_DESCRIPTION OF THE TASK:_
Copy the records below word for word, beginning with the line that contains "Can you find the doorway" and continuing through the end of the records. Leave the pictures out of your copy.

_GIVEN RECORDS:_
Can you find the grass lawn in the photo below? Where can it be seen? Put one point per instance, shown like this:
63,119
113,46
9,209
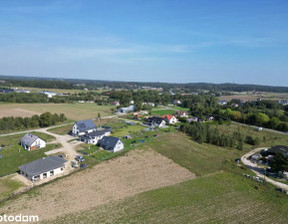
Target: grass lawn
61,130
8,186
219,198
73,111
163,112
12,158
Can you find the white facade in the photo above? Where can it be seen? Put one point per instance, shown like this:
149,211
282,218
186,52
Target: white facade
94,139
173,120
37,144
44,175
119,146
76,131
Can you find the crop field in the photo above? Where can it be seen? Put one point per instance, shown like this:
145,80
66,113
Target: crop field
125,176
219,198
12,158
73,111
199,158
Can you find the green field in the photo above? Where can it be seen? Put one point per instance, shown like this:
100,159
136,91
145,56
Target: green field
8,186
12,158
219,198
73,111
63,130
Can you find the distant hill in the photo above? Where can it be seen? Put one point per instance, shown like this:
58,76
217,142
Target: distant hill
62,83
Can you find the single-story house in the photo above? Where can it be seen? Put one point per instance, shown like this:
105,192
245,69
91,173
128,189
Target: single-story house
31,142
95,136
83,127
274,150
181,114
116,103
43,168
111,143
170,119
124,110
222,102
155,122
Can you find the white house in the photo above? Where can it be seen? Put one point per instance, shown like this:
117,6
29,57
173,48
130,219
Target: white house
95,136
155,122
170,119
111,143
43,168
124,110
83,127
49,94
31,142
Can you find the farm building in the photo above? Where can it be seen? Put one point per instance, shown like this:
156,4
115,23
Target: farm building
31,142
155,122
95,136
83,127
170,119
43,168
124,110
111,144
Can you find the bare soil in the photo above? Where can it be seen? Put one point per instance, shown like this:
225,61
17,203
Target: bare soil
136,172
16,112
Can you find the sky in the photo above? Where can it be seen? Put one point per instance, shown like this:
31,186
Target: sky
182,41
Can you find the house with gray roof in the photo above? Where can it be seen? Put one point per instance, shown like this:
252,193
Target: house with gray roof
95,136
31,142
43,168
83,127
111,143
124,110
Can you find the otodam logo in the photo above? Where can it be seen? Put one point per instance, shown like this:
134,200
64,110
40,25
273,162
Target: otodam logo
19,218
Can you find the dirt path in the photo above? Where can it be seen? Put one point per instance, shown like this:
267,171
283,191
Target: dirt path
259,171
138,171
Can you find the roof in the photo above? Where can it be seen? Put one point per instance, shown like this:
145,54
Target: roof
28,139
276,149
109,143
156,120
42,165
96,133
85,125
168,116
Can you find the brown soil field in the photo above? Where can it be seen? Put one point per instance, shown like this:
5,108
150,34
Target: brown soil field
16,112
138,171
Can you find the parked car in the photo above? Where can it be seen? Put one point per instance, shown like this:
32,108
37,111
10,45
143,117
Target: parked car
80,158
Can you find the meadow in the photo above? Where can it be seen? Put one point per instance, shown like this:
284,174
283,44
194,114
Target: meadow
73,111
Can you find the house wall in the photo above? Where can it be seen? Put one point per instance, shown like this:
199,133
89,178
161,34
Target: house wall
119,146
41,176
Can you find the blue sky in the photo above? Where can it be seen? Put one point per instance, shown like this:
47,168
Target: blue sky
240,41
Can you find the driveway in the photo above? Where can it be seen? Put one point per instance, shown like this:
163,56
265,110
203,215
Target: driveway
259,171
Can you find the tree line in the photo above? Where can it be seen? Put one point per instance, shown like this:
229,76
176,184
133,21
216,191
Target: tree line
18,123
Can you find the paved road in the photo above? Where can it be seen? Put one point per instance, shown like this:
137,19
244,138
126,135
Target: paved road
256,127
259,171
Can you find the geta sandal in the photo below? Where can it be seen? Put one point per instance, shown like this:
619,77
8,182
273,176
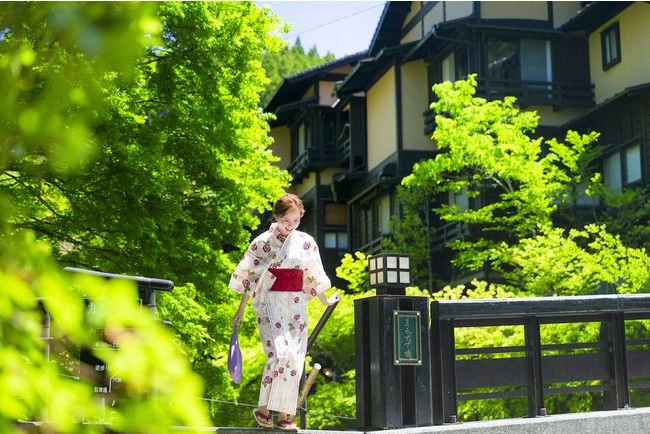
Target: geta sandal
287,425
263,420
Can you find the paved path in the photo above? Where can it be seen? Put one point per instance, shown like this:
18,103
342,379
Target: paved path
632,421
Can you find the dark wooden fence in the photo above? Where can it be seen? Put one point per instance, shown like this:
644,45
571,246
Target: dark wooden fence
606,365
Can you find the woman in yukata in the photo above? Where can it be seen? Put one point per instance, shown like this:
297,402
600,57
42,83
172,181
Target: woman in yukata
281,271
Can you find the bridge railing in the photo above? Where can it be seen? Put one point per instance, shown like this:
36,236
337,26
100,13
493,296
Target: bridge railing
606,365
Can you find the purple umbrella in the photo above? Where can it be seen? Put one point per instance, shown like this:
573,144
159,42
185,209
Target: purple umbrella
234,358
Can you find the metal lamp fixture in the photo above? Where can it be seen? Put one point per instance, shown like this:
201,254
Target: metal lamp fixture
389,273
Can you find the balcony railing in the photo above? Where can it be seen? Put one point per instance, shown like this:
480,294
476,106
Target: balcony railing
447,232
310,160
343,144
527,92
557,94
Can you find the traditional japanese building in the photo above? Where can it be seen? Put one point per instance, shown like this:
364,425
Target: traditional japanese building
312,136
580,65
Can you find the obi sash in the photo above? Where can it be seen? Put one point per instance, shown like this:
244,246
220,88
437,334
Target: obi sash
286,279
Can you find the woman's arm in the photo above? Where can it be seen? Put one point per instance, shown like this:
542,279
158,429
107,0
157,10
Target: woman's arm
236,320
329,301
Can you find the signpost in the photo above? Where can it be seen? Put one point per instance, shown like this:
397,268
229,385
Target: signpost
391,344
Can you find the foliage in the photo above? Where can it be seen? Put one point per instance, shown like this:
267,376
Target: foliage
414,232
54,61
287,62
485,149
177,150
627,213
576,262
354,269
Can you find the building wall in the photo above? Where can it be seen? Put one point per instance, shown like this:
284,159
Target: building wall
552,118
434,16
459,9
327,174
382,123
415,34
533,10
384,214
564,11
307,184
281,146
309,94
326,93
635,62
414,103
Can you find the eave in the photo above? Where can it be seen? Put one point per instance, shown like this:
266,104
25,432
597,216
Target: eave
369,70
594,15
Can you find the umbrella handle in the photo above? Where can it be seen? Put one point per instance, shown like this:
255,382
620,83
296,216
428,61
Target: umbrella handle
310,380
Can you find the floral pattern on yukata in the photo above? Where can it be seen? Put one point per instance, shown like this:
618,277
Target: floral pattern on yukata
281,316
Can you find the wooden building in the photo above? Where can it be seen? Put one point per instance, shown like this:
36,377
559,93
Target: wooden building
580,65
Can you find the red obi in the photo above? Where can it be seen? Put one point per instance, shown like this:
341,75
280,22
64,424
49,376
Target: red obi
286,279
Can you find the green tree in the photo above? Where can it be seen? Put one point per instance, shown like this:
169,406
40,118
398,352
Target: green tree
54,60
156,161
279,65
486,151
414,232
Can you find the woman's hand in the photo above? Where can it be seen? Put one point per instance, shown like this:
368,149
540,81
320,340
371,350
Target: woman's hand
239,315
333,299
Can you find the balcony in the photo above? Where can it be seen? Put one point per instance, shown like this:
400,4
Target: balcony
343,145
448,232
527,92
538,92
312,159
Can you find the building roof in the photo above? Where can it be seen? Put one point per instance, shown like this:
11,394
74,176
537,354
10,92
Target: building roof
387,32
368,70
294,86
594,15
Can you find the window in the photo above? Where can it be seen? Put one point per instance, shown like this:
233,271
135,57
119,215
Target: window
455,66
460,199
336,240
610,42
336,214
303,137
623,167
514,59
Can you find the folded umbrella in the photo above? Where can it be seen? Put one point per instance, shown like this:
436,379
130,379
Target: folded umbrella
234,358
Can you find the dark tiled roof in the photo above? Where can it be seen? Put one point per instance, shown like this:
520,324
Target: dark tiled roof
294,86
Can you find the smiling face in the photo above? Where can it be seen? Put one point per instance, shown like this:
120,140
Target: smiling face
288,221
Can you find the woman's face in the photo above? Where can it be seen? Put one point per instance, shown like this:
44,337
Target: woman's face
289,221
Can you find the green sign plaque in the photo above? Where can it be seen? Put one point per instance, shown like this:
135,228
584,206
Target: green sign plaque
406,337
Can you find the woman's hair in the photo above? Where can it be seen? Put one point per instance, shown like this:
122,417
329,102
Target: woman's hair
285,202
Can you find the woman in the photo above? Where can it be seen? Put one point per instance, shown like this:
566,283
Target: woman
281,271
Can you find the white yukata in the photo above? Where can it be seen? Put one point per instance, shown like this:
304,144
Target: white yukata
281,315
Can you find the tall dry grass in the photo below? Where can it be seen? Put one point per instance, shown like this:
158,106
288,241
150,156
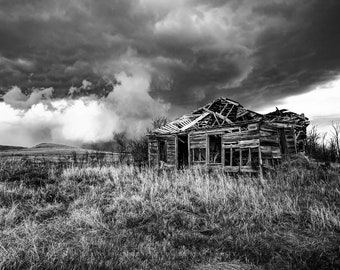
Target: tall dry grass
129,218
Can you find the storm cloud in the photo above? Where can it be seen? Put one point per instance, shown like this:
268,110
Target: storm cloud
255,51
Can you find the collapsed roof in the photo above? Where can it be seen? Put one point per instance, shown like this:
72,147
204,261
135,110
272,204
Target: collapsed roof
224,112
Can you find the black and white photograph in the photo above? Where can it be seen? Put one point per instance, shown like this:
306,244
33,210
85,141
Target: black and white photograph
170,134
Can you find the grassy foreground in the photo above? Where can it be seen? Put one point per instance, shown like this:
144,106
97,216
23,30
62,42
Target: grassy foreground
125,218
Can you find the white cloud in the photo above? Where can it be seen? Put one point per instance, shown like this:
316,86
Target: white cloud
321,105
19,100
28,120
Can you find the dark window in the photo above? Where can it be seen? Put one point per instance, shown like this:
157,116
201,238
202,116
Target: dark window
255,157
215,148
236,157
198,154
246,157
163,151
227,158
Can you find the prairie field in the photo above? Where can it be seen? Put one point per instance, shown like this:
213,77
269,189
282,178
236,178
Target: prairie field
124,217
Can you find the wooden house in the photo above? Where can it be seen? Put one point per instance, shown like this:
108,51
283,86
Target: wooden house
225,134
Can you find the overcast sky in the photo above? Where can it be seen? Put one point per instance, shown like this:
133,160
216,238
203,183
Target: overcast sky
75,70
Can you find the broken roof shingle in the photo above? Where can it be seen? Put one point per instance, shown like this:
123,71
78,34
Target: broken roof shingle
224,112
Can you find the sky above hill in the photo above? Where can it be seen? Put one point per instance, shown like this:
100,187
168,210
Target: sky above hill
73,71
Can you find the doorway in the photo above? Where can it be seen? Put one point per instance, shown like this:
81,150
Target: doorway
183,154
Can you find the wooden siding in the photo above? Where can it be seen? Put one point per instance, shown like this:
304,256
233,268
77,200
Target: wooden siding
153,151
171,150
270,142
198,140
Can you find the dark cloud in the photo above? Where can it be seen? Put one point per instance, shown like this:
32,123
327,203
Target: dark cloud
256,52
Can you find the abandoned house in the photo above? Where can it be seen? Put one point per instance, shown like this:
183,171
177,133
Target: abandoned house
223,133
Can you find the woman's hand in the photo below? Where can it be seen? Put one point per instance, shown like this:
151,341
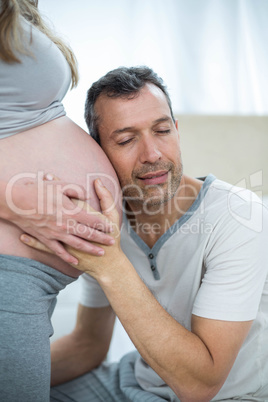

_RESULT OF THIS EXERCISE:_
Can you find the doorway in the photo above? Where can it be seen? Put one point per instance, shown like this:
81,150
Target: doorway
183,154
Can you find the wooden siding in the photo above? Where can it be seen? Put one point per instance, shown like this:
304,256
233,268
77,200
Target: wooden siding
153,151
171,150
270,142
198,140
Can you find the dark cloud in the photo above? Where can it be seen? Put one point per instance, shown like this:
32,123
327,203
Target: dark cloud
256,52
Can you find the abandoned house in the photo above? Where can it be seen? Put one point per instance, shown like this:
183,171
177,133
Target: abandoned house
223,133
Can you find the woman's hand in the photo below? Where can it be seen? Put one point per instance, shown like this:
151,341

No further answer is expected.